Referring expression data:
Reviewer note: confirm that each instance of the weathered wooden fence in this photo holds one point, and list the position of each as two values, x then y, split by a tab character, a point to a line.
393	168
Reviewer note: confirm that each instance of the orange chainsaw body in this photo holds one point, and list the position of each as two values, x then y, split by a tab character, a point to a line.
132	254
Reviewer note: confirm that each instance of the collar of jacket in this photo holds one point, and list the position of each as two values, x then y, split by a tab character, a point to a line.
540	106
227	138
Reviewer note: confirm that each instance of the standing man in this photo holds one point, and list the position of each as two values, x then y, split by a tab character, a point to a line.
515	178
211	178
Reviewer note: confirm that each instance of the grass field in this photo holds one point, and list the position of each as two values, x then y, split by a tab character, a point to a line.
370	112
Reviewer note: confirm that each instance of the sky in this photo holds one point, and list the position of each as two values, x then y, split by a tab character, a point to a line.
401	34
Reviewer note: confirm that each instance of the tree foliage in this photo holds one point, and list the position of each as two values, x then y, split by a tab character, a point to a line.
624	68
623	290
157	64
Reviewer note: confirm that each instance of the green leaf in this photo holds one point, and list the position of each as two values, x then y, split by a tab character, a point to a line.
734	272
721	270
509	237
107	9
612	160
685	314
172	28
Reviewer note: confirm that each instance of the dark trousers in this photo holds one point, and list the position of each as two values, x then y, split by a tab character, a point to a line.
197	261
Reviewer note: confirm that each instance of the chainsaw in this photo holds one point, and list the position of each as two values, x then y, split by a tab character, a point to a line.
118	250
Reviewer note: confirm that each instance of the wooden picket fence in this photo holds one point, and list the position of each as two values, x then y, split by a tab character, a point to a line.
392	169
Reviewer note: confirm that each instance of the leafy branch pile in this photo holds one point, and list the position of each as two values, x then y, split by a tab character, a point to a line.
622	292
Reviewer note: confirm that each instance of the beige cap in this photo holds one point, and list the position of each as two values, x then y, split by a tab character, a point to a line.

■ WHAT THE TASK REQUIRES ■
Please set down all of the data above again, matching it exactly.

■ SOLUTION BELOW ■
Reviewer note: confirm that each instance of the weathered wooden fence in this photo holds one point, and list the position of each as two values, x then y, split by a tab character, a point to a line.
393	168
Reviewer note: confirm that each instance of the orange chainsaw body in this photo holds one point, and list the position of each as two values, x then y, split by a tab character, a point to a line.
132	254
Reviewer note: confirm that each instance of the collar of jacket in this photo holds one point, and list the position of each as two values, x then y, split by a tab character, a point to a line.
540	106
227	138
Reviewer note: confirm that each instance of the standing man in this photo holds one point, and list the position of each as two values, x then y, split by a tab character, a point to a line.
515	178
211	178
Reviewer note: confirm that each instance of the grass field in this photo holds one point, and list the position of each as two values, x then y, split by a tab character, a point to a line.
370	112
Reviewer note: confirm that each instance of the sky in this photo holds one point, and list the position of each as two values, x then y, split by a tab character, a point to a line.
401	34
Reviewer note: confirm that each instance of the tree foliage in this photo holds one point, and list the position of each as two values, x then y, split by a tab character, a point to a line.
624	68
623	290
157	64
Reviewer note: confirm that each instance of the green leaf in this photo holds one point, and list the position of each as two values, x then y, split by a tab character, a point to a line.
734	272
721	270
509	237
107	9
612	160
685	314
172	28
Reviewer note: confirm that each instance of the dark trousers in this photo holds one point, and list the position of each as two values, x then y, split by a tab character, a point to a line.
197	261
Reviewer note: confirm that each instance of the chainsaw in this photo holds one point, and list the position of each as two values, x then y, split by a tab character, a point to a line.
118	250
Reviewer note: confirm that each instance of the wooden picket fence in this photo holds one point, and list the position of each as two values, x then y, split by a tab character, a point to a line.
392	169
Reviewer note: confirm that each instance of the leafy branch pile in this photo holds one point, and list the position of each as two values, x then y, split by a tab character, a point to a line.
622	292
Reviewer note: confirm that each instance of the beige cap in this photo holds one point, and list the position of each as two values, x then y, split by a tab character, a point to a line.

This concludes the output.